# Problem statement
Reproduce the records below in full, switching each occurrence of "drop a point on" to "place a marker on" and leaving every other character unchanged.

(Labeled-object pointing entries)
___

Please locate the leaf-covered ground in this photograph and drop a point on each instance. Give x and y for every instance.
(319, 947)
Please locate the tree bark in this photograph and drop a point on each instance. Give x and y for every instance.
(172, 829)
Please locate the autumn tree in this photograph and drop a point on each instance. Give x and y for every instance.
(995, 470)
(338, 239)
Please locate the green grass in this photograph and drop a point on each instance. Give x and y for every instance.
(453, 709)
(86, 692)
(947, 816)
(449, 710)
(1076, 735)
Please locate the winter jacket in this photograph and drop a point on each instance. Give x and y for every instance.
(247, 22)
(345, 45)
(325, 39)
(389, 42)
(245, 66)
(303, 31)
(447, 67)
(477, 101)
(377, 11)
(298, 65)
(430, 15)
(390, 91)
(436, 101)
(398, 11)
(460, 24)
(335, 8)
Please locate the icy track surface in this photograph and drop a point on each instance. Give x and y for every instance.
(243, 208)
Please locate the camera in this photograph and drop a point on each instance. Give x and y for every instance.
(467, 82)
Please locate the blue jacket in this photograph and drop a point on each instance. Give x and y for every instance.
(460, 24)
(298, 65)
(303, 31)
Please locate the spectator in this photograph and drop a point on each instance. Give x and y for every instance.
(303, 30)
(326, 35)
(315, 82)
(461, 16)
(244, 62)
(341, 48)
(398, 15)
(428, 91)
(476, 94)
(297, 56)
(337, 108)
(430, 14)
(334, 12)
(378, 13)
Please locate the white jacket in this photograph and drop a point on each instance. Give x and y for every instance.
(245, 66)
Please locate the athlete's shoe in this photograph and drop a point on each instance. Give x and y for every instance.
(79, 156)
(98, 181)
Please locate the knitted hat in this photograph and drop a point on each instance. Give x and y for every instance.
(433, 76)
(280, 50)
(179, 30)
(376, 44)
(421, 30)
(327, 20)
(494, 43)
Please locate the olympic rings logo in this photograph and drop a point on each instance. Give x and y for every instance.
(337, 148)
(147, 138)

___

# Written solution
Please locate the leaf-covered ground in this photograph and place a marker on each instance. Give x and y for every instance.
(319, 947)
Please locate the tree bark in this photograph and place a marker on each instance. Give x and y for every instance.
(172, 829)
Please locate the autumn tree in this photograph and place a marker on each instance. Give x and y for every instance.
(995, 470)
(338, 239)
Please locate the green grass in this photograph and place a marker on each instance. Give x and y for every instance.
(453, 709)
(86, 692)
(947, 816)
(449, 710)
(1076, 735)
Please locate the winter jacket in this photograph and place a marker on each instance. Give x and y for every instance.
(247, 22)
(345, 45)
(325, 39)
(389, 42)
(245, 66)
(303, 31)
(447, 67)
(477, 101)
(377, 11)
(298, 65)
(430, 15)
(390, 91)
(436, 101)
(398, 11)
(460, 24)
(335, 8)
Please locate the icy track surface in this photograph and place a marker on each instance. Give x and y for every instance.
(243, 208)
Please locate the camera in this photograph and place a marker on each instance. Give x and y for every instance.
(467, 82)
Please locate the blue jacket in this photograph and place a marker on each instance. Give x and y for every instance.
(460, 24)
(298, 65)
(303, 31)
Please locate the spectator in this photograph and place a marker on each instance. Give x and y for every instance.
(303, 30)
(326, 35)
(315, 82)
(461, 16)
(244, 62)
(341, 48)
(398, 15)
(428, 91)
(476, 94)
(297, 56)
(337, 108)
(430, 14)
(334, 12)
(378, 13)
Please locate the white jacket in this photograph and place a marker on each instance. Give x and y for every instance.
(245, 66)
Please locate the athlete's shoe in this photograph and place a marker on each instance. Give x and y for every instance.
(79, 156)
(98, 181)
Please locate the knitted hat in this photograph and place a marker on each instance. Give x and y for every instance.
(433, 76)
(280, 50)
(179, 30)
(376, 44)
(421, 30)
(327, 20)
(494, 43)
Please locate the olympic rings logo in this photograph and place a marker on each instance. Give x and y for every instance.
(337, 148)
(147, 138)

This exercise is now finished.